EXERCISE PROMPT>
Exactly the lines from the one containing "Wildlife camera-trap request: tag the shoreline" through the end of the listing must make up the answer, with no pictures included.

DATA EXTRACT>
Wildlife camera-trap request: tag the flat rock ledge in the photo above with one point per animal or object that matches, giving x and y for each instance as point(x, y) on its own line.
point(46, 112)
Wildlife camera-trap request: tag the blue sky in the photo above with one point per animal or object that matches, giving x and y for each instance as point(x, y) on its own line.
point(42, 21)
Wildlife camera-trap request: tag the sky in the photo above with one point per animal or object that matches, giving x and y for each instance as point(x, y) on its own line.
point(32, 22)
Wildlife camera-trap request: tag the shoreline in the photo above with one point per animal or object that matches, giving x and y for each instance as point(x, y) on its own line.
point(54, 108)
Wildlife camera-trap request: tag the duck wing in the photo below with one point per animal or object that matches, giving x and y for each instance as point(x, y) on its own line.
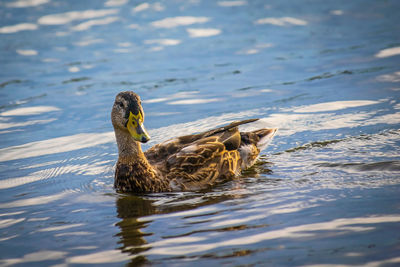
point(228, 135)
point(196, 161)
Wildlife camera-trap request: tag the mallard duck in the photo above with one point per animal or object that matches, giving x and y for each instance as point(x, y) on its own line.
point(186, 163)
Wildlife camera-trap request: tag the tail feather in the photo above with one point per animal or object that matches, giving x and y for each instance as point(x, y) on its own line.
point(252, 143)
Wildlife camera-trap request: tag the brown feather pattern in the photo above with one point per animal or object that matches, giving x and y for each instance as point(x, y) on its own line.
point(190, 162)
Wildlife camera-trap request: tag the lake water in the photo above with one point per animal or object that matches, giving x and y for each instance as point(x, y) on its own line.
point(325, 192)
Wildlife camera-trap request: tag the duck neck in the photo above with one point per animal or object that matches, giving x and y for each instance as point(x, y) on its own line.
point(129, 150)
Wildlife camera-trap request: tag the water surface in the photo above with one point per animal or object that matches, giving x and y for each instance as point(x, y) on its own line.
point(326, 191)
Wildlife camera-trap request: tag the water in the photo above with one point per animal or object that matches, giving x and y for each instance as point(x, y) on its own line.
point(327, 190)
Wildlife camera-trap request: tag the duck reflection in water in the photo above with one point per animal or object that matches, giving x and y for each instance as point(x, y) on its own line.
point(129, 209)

TASK OUTPUT>
Wildlife camera-trap request: tag the shoreline in the photo above with one point per animal or object that matches, giving x and y for each instance as point(x, y) on its own line.
point(54, 108)
Wildlife camera-trap request: tag the duck wing in the photo below with one point per animal or object that matches, giving x and y for each instance as point(x, y) on its own line.
point(228, 135)
point(196, 161)
Wildlife camera-trap request: tag the mallard duck in the photo above with one point per animal or object that matches, giving x and y for each instance as point(x, y) on its own line.
point(186, 163)
Wildlife camera-trap request: tag the tail feather in the photo above with one point per animal or object that matches, giving x and y for each instance as point(x, y) on its own line.
point(252, 143)
Wildlife camera-trap request: tag the brown feather pattern in the photo above with one point per animal or object that matches, giving x and y for each instance as point(x, y) on its own line.
point(190, 162)
Wildlife camera-trap request: tag the lake water in the photo above with one point per animal or object that matches, giving x and y for each instance as point(x, y) on its own line.
point(325, 192)
Wildlife camera-trap request: tag the duck neck in the photo above with one point per animal or object that matches, giving x and y for each instance as point(x, y) on its own line.
point(129, 150)
Wildlife camera-trap request: tag the water surface in the photo above with one point per animal or object that matches, giving x and y for each instance as point(x, y) on its own line.
point(326, 191)
Wildlife camera-trap request: tag the water in the photo above with one point per animal or object that matches, giving x and y for each instance as point(x, y) on its own line.
point(327, 190)
Wildlife camera-trap request: tag the duck reflection in water in the photo above with one point per animal or object that matches, giving x and y for each instance as point(x, y) on its own line.
point(129, 209)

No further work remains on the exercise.